_Exercise goal_
Restate the listing below word for word.

_Data for analysis_
----
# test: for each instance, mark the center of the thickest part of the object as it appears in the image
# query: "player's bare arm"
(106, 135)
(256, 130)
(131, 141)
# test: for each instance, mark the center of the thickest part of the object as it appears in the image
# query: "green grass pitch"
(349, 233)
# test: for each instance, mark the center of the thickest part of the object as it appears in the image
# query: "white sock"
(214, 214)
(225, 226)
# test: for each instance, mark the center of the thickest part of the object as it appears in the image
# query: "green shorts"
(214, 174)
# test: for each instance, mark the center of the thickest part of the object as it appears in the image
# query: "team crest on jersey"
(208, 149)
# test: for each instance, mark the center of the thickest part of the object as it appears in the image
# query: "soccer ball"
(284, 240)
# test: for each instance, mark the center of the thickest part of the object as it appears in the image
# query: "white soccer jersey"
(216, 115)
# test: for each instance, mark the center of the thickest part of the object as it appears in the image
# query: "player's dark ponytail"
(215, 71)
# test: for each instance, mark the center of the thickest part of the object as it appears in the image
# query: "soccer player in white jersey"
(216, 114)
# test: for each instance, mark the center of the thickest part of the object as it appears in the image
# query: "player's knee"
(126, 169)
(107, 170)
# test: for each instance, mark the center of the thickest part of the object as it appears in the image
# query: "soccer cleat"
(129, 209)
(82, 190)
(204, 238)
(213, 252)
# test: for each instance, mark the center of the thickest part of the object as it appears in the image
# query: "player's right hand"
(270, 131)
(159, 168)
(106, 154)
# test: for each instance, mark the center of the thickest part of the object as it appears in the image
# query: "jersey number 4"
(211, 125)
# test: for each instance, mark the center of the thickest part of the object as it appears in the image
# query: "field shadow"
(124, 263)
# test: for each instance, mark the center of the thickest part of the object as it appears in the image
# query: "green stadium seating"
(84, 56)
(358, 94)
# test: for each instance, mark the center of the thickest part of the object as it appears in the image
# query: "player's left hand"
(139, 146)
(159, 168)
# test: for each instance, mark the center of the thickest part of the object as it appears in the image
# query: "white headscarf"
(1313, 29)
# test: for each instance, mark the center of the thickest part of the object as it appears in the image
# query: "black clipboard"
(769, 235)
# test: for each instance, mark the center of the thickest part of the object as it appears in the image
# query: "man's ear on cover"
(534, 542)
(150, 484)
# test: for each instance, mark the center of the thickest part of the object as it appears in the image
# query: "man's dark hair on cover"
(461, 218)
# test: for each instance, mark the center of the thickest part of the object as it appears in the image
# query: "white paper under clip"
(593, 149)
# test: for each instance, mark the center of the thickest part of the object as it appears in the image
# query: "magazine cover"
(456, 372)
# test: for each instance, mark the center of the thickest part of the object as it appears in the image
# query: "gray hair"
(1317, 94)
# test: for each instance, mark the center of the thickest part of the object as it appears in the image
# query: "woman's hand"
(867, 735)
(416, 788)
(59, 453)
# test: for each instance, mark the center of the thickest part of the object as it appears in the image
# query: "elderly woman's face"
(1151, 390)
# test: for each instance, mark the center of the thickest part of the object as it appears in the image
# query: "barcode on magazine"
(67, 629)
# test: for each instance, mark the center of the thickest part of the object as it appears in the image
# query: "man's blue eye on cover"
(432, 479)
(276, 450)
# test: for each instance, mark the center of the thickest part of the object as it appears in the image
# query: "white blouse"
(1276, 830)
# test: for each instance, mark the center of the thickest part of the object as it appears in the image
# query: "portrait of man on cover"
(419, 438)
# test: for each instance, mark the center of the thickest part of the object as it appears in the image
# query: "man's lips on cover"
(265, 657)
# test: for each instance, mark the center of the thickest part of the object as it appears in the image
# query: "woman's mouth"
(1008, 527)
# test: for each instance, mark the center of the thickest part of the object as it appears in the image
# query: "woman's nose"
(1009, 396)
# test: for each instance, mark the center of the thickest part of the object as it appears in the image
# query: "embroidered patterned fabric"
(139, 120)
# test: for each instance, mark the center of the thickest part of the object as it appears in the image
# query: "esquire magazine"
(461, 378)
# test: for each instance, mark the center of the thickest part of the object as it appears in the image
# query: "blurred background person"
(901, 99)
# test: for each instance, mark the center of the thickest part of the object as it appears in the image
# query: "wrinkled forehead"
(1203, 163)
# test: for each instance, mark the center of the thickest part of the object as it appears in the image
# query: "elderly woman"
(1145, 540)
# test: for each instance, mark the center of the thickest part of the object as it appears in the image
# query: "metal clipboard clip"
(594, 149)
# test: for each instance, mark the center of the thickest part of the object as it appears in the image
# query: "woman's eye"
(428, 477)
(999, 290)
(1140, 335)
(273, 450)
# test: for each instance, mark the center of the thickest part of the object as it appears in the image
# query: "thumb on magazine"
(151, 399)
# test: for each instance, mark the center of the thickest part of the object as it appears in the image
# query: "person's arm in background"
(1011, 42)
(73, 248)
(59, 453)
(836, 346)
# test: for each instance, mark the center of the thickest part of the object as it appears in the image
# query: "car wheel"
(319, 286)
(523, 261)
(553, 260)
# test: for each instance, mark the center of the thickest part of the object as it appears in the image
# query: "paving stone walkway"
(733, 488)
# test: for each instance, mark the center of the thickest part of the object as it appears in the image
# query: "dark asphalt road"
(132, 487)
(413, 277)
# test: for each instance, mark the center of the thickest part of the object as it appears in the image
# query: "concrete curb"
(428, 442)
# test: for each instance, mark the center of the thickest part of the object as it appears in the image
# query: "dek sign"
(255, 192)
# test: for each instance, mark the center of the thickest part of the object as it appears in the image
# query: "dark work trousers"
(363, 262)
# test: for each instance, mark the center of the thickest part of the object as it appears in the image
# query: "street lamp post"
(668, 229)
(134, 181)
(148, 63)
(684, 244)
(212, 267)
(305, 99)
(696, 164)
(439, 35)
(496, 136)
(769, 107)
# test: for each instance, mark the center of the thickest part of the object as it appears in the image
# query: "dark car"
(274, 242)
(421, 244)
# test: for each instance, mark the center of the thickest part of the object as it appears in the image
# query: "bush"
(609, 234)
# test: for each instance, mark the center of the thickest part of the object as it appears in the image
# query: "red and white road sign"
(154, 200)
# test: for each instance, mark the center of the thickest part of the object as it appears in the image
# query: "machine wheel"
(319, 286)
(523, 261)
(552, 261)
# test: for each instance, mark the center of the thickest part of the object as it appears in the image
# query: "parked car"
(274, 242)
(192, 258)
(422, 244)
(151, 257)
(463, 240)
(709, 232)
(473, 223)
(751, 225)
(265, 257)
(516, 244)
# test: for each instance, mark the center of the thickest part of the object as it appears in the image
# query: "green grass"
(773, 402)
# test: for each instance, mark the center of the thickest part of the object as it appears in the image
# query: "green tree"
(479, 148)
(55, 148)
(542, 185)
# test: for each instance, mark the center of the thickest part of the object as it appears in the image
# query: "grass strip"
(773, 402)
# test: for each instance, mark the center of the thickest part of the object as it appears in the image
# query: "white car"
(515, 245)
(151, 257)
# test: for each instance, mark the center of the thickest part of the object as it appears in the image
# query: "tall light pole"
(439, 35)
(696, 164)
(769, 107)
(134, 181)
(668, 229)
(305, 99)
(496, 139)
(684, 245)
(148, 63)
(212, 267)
----
_Task result_
# test: for each instance, mark the center of the thickest part of the object as it appears in the image
# query: "player's bare arm"
(106, 135)
(256, 130)
(131, 141)
# test: for each instance, mark the center of the thickest part of the object as it appears in the image
# query: "green grass pitch"
(349, 233)
# test: for each instance, mark the center of the thickest part of the object as it appears in the image
# query: "white sock"
(214, 214)
(225, 226)
# test: for each instance, mark the center of the thickest part of the object as it appears in the image
# query: "green shorts"
(214, 174)
# test: for each instance, mark the center of the thickest part of the object as it appears in the image
# query: "team crest on jersey"
(208, 149)
# test: for each instance, mark the center of the thickest part of the object as it appears in the image
# query: "soccer ball"
(284, 240)
# test: for each instance, mark the center of the thickest part of the object as it appears in the image
# query: "white soccer jersey"
(216, 115)
# test: for each instance, mark the center of the thickest part of the object as it appears in the image
# query: "player's dark ponytail"
(215, 71)
# test: for each instance, mark the center of the thickest part of the object as it appears in the image
# query: "soccer player in white jersey"
(216, 114)
# test: for each instance, mark the center of the thickest part of the object as it appears in the image
# query: "player's knee"
(126, 169)
(107, 170)
# test: for each instance, mark the center of the thickest part of the object as it appears in the image
# query: "soccer cleat"
(129, 209)
(82, 190)
(204, 238)
(213, 252)
# test: for each instance, mark the center of the thickest part of the object as it appears in the image
# query: "player's right hand"
(270, 131)
(159, 168)
(106, 154)
# test: for each instance, mark the center of the thickest part of the object as it appears in the image
# query: "jersey number 4"
(211, 125)
# test: for each instance, mark the center of the thickest part of the object as it appears in the image
# query: "field shadow"
(124, 263)
# test: for each instance, mark the center of the thickest part of the object as it appears in the image
# query: "green stadium seating"
(84, 56)
(358, 94)
# test: for each instance, mark the center of the thickest part of the object as it appears in the image
# query: "player's left hand"
(139, 146)
(159, 168)
# test: for each instance, mark the center of the thickest part of the object as it appears in the image
# query: "white headscarf"
(1313, 29)
# test: for each instance, mark the center of the thickest part of the object as it appears in the image
# query: "black clipboard"
(769, 235)
# test: for each instance, mark the center of the thickest part of the object as it appears in the image
# query: "man's ear on cover"
(534, 542)
(150, 484)
# test: for each instance, mark the center of the thickest part of the object as it appears in the image
# query: "man's dark hair on cover"
(461, 218)
# test: for each instance, mark the center of the thickest part of the object as it appears in the image
# query: "white paper under clip"
(593, 149)
# test: for each instance, mark the center of the thickest part of the object as it appears in the image
# query: "magazine cover"
(456, 372)
# test: for each instance, mark the center of the thickest part of the object as it appears in the image
# query: "gray hair"
(1317, 94)
# test: for each instance, mark the center of the thickest part of the object as it appears in the image
# query: "woman's hand"
(867, 735)
(416, 788)
(59, 453)
# test: for each instance, mark the center of the thickest part of the object as it appears in the image
# query: "elderly woman's face"
(1151, 390)
# test: for each instance, mark the center of the thickest part of the object as it appears in the image
# query: "barcode on magazine"
(67, 629)
# test: for each instance, mark the center of the thickest part of the object as it appears in the image
# query: "man's blue eye on cover"
(432, 479)
(276, 450)
# test: for each instance, mark the center of the thickest part of the object as it appears in the image
# query: "white blouse"
(1276, 830)
# test: for each instance, mark the center of the thickest part of the object as it appears in the image
# query: "portrait of man on cover"
(419, 438)
# test: for each instance, mark the center of the thickest part of the object as it appears in the image
# query: "man's lips on cover"
(265, 657)
# test: for each instance, mark the center of the thickest part of the object as it appears in the image
# query: "woman's mouth"
(1008, 527)
# test: for each instance, mark the center of the thickest part of the object as it appears in the image
# query: "woman's nose"
(1009, 396)
# test: for each instance, mark the center of the thickest part of the object as it appears in the image
# query: "embroidered patterned fabric"
(139, 120)
# test: for each instance, mark the center of the thickest part of the object as it appears in the image
# query: "esquire magazine"
(461, 378)
# test: for each instance, mark the center of the thickest part of the object as it appears in the image
# query: "blurred background person"
(901, 99)
# test: for each instance, mark the center of the thickest part of the object as it appears in the image
# query: "wrinkled forehead"
(1203, 163)
# test: for each instance, mark the center of the thickest part of the object as it appears in the image
# query: "elderly woman"
(1145, 540)
# test: for each instance, mark the center of the thickest part of the object as it appears in the image
# query: "metal clipboard clip"
(594, 149)
# test: for each instance, mark the center of the thickest part of the object as it appears in the image
# query: "woman's eye"
(428, 477)
(999, 290)
(1140, 335)
(273, 450)
# test: for each instance, mark the center of the thickest part of the object as it appears in the image
# query: "thumb on magazine"
(151, 399)
# test: for each instance, mark the center of the thickest part of the object as it appears in the image
# query: "person's arm in background"
(1011, 42)
(73, 248)
(59, 453)
(836, 346)
# test: for each instance, mark the center of the thickest part of the object as it appears in the image
# query: "car wheel"
(319, 286)
(523, 261)
(553, 260)
# test: for each instance, mark the center of the thickest part of the object as it appears in the image
# query: "paving stone walkway"
(733, 488)
# test: for each instance, mark the center of the thickest part of the object as it appears in the image
# query: "dark asphalt road"
(132, 487)
(413, 277)
# test: for each instance, mark the center of the thickest part of the object as it appears in the image
# query: "concrete curb"
(428, 442)
# test: for each instance, mark the center of the thickest part of the object as it appears in the image
# query: "dek sign"
(255, 192)
# test: for each instance, mark the center of the thickest part of the object as it appears in the image
# query: "dark work trousers"
(363, 262)
# test: for each instance, mark the center of the thickest part of the object as it appears in the image
# query: "street lamp post"
(668, 229)
(134, 181)
(148, 63)
(684, 244)
(212, 267)
(305, 99)
(696, 164)
(439, 35)
(496, 136)
(769, 107)
# test: for each instance, mark the center of the thickest part of the object as it appears in the image
# query: "dark car"
(274, 242)
(421, 244)
# test: for each instance, mark the center of the thickest part of the object as it appears in the image
# query: "bush"
(609, 234)
# test: for each instance, mark the center of the thickest part of the object as it appears in the image
# query: "red and white road sign"
(154, 200)
# test: for each instance, mark the center of the thickest part of the object as it appears in the image
# query: "machine wheel"
(319, 286)
(523, 261)
(552, 261)
# test: for each instance, mark the center of the thickest part of the object as it appears in the image
# query: "parked car"
(274, 242)
(192, 258)
(422, 244)
(151, 257)
(463, 240)
(709, 232)
(473, 223)
(751, 225)
(265, 257)
(516, 244)
# test: for each instance, mark the center of the thickest part of the object as it appears in the image
# query: "green grass"
(773, 402)
# test: for each instance, mark the center of the thickest part of the object as it appears in the image
# query: "green tree"
(479, 148)
(55, 148)
(542, 185)
# test: for each instance, mark the center of the thickest part of the object as it appears in the image
# query: "grass strip"
(773, 402)
# test: for each instance, mark the center of the thickest part of the object as it appears in the image
# query: "white car"
(515, 245)
(151, 257)
# test: for each instance, mark the center of the thickest part of the object as it appears in the image
# query: "tall light pole"
(439, 35)
(696, 164)
(769, 107)
(134, 181)
(668, 229)
(305, 99)
(496, 139)
(684, 245)
(148, 63)
(212, 267)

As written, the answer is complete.